## INSTRUCTIONS FOR THE TASK
Please retype the rows from the line containing "Shot-chart prep: mark the standing" up to and including the line containing "column 634, row 247", keeping every character the same.

═══ DATA PROVIDED

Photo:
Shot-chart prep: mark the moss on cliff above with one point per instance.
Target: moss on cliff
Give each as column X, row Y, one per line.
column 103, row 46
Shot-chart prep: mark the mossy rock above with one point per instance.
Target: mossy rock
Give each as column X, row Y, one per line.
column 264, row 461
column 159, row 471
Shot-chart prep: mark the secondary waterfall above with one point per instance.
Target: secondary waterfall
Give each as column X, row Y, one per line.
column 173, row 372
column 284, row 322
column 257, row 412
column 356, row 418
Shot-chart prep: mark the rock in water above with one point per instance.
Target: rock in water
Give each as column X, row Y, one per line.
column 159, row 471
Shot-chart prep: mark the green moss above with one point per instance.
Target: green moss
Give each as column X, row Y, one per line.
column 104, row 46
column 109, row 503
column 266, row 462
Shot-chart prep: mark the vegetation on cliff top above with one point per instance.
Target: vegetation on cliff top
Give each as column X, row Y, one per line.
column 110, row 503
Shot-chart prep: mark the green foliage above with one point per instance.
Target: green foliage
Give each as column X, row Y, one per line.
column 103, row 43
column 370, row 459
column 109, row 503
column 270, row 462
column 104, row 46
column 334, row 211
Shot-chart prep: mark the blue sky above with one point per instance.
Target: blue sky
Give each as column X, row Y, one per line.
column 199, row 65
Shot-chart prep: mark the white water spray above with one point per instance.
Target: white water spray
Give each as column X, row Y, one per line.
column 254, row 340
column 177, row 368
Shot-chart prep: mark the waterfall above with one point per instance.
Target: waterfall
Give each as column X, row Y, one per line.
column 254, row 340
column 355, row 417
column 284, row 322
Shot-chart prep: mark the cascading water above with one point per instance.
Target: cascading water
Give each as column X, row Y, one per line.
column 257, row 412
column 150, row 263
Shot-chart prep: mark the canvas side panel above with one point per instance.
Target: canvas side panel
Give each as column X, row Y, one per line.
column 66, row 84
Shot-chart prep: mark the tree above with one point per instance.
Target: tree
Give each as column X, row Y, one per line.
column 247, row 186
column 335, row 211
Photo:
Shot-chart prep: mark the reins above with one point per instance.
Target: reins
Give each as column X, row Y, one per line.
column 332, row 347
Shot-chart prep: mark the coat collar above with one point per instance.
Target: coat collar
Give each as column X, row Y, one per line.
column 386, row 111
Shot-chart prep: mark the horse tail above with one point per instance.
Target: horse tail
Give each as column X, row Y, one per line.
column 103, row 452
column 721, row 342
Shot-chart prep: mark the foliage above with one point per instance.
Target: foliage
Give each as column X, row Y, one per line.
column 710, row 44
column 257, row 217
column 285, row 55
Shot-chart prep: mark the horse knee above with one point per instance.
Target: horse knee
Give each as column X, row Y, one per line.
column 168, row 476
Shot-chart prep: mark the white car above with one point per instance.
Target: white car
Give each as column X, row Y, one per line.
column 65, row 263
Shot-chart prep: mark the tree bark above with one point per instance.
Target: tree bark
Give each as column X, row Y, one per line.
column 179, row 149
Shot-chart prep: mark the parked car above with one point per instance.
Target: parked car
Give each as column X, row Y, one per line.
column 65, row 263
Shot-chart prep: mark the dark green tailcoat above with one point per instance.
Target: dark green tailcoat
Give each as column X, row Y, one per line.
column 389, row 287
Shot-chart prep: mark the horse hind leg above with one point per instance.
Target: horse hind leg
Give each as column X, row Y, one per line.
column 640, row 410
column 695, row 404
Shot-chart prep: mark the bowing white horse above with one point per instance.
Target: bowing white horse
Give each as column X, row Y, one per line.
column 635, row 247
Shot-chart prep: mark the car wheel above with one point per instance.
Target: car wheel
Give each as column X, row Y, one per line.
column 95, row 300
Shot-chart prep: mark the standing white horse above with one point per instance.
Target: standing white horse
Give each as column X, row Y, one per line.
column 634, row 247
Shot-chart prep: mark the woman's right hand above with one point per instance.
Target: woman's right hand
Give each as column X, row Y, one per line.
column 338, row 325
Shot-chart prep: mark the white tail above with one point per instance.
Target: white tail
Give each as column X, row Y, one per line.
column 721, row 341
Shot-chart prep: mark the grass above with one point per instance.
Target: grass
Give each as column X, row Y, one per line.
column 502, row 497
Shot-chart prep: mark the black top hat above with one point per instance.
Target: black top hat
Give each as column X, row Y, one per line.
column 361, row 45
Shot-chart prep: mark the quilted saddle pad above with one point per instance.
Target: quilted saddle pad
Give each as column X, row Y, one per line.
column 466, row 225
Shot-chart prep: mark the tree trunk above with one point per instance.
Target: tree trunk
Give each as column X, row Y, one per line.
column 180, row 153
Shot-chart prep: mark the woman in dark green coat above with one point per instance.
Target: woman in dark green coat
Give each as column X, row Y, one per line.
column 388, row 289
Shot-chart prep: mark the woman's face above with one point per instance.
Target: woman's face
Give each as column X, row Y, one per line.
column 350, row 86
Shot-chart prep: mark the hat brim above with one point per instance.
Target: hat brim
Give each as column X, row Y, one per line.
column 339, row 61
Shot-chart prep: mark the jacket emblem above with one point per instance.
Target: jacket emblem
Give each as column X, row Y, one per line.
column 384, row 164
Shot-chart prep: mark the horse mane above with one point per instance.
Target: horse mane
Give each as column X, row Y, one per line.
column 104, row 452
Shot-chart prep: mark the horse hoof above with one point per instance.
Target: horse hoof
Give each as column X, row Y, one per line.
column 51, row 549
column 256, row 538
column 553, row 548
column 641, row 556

══════

## EXERCISE RESPONSE
Shot-chart prep: mark the standing white horse above with one point per instance.
Target: standing white horse
Give each as column X, row Y, one per line.
column 634, row 247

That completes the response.